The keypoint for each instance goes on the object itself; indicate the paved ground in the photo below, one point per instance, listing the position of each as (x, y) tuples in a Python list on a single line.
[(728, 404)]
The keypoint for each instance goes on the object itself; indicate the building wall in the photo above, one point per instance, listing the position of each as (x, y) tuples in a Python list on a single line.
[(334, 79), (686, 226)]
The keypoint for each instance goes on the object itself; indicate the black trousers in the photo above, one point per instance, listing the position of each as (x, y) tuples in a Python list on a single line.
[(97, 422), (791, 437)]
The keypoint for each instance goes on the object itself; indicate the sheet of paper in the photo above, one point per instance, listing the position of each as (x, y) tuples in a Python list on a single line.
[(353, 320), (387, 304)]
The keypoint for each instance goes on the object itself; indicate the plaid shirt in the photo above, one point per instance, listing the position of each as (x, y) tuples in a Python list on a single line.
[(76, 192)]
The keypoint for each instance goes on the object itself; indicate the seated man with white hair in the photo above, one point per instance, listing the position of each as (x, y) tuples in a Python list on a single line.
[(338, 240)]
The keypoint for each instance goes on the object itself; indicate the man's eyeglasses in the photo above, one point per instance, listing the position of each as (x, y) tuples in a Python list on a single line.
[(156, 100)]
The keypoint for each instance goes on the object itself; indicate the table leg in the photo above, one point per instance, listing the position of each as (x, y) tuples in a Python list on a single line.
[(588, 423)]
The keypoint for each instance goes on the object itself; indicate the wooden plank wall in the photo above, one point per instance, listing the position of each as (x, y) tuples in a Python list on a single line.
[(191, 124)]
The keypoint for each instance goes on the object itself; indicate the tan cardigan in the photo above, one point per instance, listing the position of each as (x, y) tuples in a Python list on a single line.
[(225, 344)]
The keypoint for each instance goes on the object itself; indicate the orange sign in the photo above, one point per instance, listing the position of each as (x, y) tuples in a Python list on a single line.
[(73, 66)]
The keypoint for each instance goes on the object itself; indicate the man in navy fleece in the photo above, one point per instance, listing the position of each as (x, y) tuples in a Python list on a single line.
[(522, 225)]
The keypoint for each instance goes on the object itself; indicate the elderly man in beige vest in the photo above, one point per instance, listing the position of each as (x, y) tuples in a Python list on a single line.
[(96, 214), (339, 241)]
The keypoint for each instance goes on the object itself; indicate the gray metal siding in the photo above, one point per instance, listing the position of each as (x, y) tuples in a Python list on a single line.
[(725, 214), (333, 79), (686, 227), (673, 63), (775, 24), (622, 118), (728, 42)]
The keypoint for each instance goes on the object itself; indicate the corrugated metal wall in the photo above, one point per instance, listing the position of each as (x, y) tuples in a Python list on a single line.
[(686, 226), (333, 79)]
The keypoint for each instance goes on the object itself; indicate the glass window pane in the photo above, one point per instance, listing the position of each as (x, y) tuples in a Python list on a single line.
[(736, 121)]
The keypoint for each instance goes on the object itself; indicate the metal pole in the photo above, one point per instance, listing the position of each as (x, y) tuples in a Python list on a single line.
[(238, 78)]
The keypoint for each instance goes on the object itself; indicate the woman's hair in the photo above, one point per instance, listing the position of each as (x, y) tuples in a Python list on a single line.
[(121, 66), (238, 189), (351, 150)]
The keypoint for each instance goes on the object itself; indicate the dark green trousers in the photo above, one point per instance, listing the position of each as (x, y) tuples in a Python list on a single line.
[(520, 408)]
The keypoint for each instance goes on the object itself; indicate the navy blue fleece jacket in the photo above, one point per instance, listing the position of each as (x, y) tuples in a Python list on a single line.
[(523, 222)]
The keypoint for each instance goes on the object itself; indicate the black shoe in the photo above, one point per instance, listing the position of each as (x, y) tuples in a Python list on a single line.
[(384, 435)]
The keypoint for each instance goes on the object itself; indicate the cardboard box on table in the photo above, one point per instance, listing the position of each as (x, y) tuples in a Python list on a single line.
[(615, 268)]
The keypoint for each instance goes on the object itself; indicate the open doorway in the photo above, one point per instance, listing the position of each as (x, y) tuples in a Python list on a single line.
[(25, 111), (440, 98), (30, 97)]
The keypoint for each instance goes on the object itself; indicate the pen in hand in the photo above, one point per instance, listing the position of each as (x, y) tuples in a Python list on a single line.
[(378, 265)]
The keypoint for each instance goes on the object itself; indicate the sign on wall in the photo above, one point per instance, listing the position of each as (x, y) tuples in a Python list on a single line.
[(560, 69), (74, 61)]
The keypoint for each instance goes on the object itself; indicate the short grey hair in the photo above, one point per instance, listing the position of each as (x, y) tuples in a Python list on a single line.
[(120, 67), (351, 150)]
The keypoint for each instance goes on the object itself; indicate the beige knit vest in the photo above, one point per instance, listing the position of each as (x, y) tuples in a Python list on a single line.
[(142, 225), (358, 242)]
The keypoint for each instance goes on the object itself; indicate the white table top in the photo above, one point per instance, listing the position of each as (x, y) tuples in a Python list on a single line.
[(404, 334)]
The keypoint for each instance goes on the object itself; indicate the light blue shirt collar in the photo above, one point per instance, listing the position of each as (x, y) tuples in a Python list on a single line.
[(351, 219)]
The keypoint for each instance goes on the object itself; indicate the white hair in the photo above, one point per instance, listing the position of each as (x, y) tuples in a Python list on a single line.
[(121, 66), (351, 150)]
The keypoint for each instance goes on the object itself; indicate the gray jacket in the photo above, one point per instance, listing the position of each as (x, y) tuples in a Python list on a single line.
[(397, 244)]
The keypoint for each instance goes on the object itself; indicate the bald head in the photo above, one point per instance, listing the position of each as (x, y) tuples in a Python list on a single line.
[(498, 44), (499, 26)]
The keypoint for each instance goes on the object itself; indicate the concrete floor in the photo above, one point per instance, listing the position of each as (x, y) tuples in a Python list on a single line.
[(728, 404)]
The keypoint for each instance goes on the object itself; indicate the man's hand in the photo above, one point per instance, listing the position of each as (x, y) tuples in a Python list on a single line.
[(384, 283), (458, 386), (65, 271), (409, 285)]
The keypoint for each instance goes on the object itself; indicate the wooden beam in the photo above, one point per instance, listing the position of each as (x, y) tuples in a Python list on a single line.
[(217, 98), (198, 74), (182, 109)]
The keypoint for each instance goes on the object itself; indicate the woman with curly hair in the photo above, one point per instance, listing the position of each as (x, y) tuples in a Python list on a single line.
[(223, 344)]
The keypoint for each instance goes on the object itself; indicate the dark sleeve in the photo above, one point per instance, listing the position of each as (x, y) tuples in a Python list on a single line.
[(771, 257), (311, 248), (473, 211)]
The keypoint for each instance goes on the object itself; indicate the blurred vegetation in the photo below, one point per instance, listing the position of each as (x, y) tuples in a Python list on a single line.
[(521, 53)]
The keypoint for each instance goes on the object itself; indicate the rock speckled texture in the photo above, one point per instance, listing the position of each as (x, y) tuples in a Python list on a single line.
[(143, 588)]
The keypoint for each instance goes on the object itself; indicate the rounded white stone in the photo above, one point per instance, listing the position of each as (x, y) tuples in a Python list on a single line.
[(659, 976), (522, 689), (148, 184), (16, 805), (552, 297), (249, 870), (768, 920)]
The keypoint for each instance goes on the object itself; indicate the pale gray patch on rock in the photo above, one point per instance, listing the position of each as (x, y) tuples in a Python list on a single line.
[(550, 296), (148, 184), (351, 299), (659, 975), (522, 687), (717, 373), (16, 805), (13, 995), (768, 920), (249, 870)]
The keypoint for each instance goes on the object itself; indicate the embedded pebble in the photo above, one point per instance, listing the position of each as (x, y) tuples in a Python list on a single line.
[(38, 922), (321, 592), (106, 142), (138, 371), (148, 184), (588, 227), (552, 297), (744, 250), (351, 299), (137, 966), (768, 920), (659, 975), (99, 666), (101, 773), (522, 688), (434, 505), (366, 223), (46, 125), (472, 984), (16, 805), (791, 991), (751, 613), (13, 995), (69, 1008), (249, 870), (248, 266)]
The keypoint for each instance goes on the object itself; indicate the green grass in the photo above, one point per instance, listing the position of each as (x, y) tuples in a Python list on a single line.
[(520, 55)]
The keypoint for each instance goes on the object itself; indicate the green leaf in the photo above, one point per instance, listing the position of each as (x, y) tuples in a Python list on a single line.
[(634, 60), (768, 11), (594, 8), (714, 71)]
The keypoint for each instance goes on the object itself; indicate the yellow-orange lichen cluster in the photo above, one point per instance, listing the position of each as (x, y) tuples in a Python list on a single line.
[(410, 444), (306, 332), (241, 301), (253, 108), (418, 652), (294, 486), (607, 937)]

########################################

> **Task to carry out**:
Every line from the one containing "the green grass" through the end of the entries above must be echoed exactly, with both ends kept.

> **Response for this exercise**:
The keypoint for each instance goes on the object itself; indicate the green grass in the photo above, one point per instance, listing the position of each as (x, y) tuples in a Python list on a single line.
[(520, 55)]
The keypoint for each instance goes on the object itself; indicate the green leaf in the photo above, one point per instance, listing the position of each as (x, y) tuples in a Python list on a single line.
[(634, 60), (768, 11), (594, 8), (714, 71)]
The keypoint for each instance goes on the object itself; indicate the yellow-orange lichen cluster in the photo above, one point per instance, listing the position of each as (x, y) tuples in a Python list on a single line.
[(410, 444), (306, 332), (241, 301), (253, 108), (418, 652), (294, 486), (607, 937)]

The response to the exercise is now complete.